*Task instructions*:
Extract, word for word, the lines of the material from its first line through the line containing "point(178, 323)", including both ends.

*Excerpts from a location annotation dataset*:
● ● ●
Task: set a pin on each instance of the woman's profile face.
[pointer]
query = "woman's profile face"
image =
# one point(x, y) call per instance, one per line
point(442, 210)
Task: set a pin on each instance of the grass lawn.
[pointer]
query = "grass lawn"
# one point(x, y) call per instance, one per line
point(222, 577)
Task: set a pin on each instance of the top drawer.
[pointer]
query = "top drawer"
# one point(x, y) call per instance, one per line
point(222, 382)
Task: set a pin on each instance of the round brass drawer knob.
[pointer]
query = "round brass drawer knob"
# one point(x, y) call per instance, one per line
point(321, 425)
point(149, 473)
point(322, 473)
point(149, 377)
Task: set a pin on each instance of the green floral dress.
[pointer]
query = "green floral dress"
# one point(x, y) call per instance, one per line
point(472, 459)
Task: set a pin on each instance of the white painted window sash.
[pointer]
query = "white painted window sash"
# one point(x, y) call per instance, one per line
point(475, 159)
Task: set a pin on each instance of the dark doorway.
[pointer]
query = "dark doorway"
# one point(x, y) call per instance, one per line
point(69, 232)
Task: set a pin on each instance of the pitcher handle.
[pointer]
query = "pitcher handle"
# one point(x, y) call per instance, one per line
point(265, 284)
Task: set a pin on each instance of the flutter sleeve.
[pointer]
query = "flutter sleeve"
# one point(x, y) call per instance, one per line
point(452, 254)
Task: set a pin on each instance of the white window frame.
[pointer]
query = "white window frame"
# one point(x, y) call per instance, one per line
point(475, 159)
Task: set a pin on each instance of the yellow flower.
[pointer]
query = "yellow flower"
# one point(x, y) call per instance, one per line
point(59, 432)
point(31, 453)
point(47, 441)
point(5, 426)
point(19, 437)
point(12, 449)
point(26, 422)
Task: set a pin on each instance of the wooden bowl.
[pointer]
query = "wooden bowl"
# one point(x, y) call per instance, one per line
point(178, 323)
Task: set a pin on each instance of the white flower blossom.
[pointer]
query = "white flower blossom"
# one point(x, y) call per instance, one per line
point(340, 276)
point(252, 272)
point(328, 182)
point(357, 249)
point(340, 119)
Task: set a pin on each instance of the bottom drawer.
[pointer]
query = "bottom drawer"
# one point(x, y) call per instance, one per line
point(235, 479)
● ● ●
*In response*:
Task: set a pin on each instance of the woman's profile face.
[pointer]
query = "woman's profile face"
image =
# one point(x, y) call per instance, one per line
point(442, 210)
Task: set a pin on each instance of the grass lawn.
[pointer]
query = "grass lawn"
# one point(x, y) call per instance, one per line
point(222, 577)
Task: set a pin on each instance of the top drawer.
[pointer]
query = "top drawer"
# one point(x, y) call per instance, one per line
point(222, 382)
Task: set a pin on each instance of the round brass drawer knob.
[pointer]
query = "round brass drawer knob"
# one point(x, y) call per instance, one per line
point(321, 425)
point(149, 473)
point(322, 473)
point(149, 377)
Task: set a pin on each instance of the green floral dress.
[pointer]
query = "green floral dress"
# one point(x, y) call per instance, one per line
point(472, 459)
Task: set a pin on each instance of the white painted window sash.
[pointer]
query = "white painted window sash"
# one point(x, y) call per instance, one per line
point(475, 159)
Task: set a pin on each instance of the dark doorway.
[pointer]
query = "dark doorway"
# one point(x, y) call per instance, one per line
point(69, 232)
Task: set a pin on each instance of the pitcher handle.
[pointer]
query = "pitcher handle"
# one point(x, y) call per instance, one per line
point(265, 284)
Task: set a pin on each instance of the flutter sleeve.
[pointer]
query = "flutter sleeve"
# one point(x, y) call per instance, one per line
point(452, 254)
Task: set a pin on each instance of the white window frame.
[pointer]
query = "white window frame"
# one point(x, y) call per instance, one per line
point(475, 159)
Task: set a pin on each instance of the yellow flower.
[pointer]
query = "yellow flower"
# one point(x, y) call per instance, one per line
point(59, 432)
point(31, 453)
point(47, 441)
point(5, 426)
point(19, 437)
point(12, 449)
point(26, 422)
Task: set a pin on each instance of the wooden bowl.
[pointer]
query = "wooden bowl"
# one point(x, y) call per instance, one per line
point(178, 323)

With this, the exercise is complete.